The news broke last Friday. The brilliant model journalist Rafael Buschmann and his team at Der Spiegel had managed to get access to documents proving that Karl-Heinz Rummenigge has been instrumental in the planning and eventual execution of a European Super League, one that would mean Bayern Munich’s exit from Bundesliga and German football in general. This has by many been seen as conspiring to treachery from the man, as his actions has made him top three on the list over the main antagonists of German football.
Der Spiegel’s unravelling story makes a compelling case for his dismissal as a Bayern boss, but they seem to be staying with him and he seems to be sitting rather calmly on his post. We have seen this on multiple occasions in the last years, how coaches have been brought in and subsequently been let go of while their board sits where they are, even though they are the ones to blame for much of the institutional chaos Bayern have come to find themselves in. This is Bayern’s main problem. Not the situation with their wingers, not Kovac’s defensive tactics and outlook, but instead the board’s unwillingness to see the truth. It can break the entire club, if they’re not careful.
After Bayern’s game against SC Freiburg, many started to question Kovac’s tactics. While this might be reasonable, Bayern should steamroll SC Freiburg on home turf with their eyes closed, the result and the criticism just directs blame somewhere else than where it really belongs. Niko has done what he has been able to do with what he has to do it with. By not signing any wing-backs and barely any wingers this summer, he finds himself lacking in squad depth and strength, two things his effective pressing is reliant upon. Without these key aspects of his game, Kovac has quickly had to resort to doing what he knows best – coaching the players individually instead of as a coherent team. This has led to the team spirit and team itself being shattered into many a piece, leaving Kovac alone in his ideas and concepts. At any other club, he would be given much more time to build something from the wreckage of a squad he has inherited, but Bayern’s bosses are rarely fond of the concept of time.
However, they have been kind enough to grant him enough time to at least try to work something out, with mixed results. Whether Kovac will stay on or get the sack before January, he is not at fault for the mistakes of his superiors, but merely a product of them.
Uli Hoeneß, Karl-Heinz Rummenigge and Hasan Salihamidzic have made themselves a name in football for a good reason. They have all played football successfully for Bayern and have therefore been given the role as leaders of the club. But we must question whether this trio is the right way forward for one of the biggest clubs in the world. The hilarious, albeit tragic press conference we saw a few weeks ago became the hallmark for what this trio has been all about – drastic behaviour – and we saw the “real” Hoeneß for the first time in quite some time.

Record extracts:
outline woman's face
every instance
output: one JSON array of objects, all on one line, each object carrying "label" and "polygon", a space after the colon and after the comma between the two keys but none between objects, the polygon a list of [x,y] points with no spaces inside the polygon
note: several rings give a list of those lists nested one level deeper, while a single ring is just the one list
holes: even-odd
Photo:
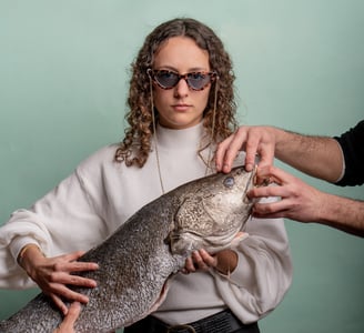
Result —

Given problem 1: Please list the three people the Bayern Munich article names as the trio leading the club.
Given problem 2:
Answer these questions from the Bayern Munich article:
(a) Which publication got access to the documents about a European Super League?
(b) After Bayern's game against which opponent did many start to question Kovac's tactics?
(c) What two things does Kovac's pressing rely on?

Exercise response 1:
Uli Hoeneß
Karl-Heinz Rummenigge
Hasan Salihamidzic

Exercise response 2:
(a) Der Spiegel
(b) SC Freiburg
(c) Squad depth and strength